▶ [Task requirements]: Check each line of the material below, and copy it if it holds the string "sweater".

▶ [Extracted entries]:
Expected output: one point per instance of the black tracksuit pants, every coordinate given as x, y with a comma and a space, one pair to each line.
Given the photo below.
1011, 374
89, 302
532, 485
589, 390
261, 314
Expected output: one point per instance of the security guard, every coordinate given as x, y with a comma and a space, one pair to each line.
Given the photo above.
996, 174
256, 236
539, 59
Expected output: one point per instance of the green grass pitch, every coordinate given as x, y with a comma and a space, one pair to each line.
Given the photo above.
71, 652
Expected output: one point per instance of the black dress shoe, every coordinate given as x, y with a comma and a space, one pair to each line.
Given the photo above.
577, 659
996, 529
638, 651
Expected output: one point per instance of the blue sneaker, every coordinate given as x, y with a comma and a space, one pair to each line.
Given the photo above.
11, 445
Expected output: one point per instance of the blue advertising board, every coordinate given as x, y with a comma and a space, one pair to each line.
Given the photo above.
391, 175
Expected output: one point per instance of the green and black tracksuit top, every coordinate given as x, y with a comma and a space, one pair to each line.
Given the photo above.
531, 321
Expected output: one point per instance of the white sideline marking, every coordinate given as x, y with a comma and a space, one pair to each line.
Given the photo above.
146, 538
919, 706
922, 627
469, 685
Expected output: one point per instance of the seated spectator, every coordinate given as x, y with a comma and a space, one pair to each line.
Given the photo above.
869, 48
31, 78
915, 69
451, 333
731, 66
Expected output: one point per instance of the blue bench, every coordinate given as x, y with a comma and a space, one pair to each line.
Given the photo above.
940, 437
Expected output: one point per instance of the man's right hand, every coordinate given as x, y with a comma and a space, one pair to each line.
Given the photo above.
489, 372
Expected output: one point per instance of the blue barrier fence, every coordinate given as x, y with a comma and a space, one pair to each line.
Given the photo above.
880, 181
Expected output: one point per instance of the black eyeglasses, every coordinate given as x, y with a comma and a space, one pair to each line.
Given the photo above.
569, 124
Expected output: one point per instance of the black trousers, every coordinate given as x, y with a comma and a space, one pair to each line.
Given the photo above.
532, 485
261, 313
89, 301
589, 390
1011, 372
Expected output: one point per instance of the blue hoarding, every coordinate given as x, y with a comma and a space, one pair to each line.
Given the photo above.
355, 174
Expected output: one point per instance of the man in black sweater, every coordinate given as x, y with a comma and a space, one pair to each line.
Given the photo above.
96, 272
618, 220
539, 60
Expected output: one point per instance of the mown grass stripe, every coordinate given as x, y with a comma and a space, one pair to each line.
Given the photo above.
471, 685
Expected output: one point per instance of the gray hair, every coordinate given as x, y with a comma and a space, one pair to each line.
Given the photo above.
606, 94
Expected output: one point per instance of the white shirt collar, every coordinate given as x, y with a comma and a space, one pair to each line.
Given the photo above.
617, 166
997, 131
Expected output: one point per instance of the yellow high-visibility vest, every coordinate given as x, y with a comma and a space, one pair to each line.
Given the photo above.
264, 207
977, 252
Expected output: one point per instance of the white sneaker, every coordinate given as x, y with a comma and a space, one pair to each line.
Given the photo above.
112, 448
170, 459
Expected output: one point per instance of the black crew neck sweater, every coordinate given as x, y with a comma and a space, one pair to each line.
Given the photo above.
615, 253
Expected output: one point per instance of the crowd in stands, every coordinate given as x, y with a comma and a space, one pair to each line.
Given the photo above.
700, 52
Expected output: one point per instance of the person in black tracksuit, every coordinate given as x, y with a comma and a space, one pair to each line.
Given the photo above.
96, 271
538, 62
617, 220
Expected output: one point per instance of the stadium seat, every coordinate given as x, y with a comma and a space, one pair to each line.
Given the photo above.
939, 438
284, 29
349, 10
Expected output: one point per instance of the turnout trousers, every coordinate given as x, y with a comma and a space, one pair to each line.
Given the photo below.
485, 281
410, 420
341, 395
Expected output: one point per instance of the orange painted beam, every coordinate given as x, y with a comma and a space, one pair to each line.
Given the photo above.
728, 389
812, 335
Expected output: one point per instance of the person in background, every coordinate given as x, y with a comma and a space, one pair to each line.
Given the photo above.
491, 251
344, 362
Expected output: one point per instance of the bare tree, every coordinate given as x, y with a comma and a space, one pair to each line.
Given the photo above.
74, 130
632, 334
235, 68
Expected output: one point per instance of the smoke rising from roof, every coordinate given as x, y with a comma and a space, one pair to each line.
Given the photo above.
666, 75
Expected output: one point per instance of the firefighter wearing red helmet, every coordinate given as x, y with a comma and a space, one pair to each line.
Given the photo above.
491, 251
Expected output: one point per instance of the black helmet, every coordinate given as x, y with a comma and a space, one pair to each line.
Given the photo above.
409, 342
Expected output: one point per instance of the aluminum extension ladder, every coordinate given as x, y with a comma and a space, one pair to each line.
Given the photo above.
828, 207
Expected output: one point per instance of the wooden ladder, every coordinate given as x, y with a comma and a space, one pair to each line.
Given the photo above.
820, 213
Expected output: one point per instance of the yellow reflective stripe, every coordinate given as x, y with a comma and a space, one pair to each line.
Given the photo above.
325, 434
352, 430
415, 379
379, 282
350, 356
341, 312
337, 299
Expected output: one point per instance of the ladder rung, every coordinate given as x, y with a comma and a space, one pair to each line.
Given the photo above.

▶ [Solution to this task]:
Expected output: one point per instance of the man in black sweater, every coordinate given as x, y with a comma and a space, one pair to each line.
Expected output: one point per instance of the black crew neck sweater, every coordinate given as x, y with a comma and a space, one pair to each line.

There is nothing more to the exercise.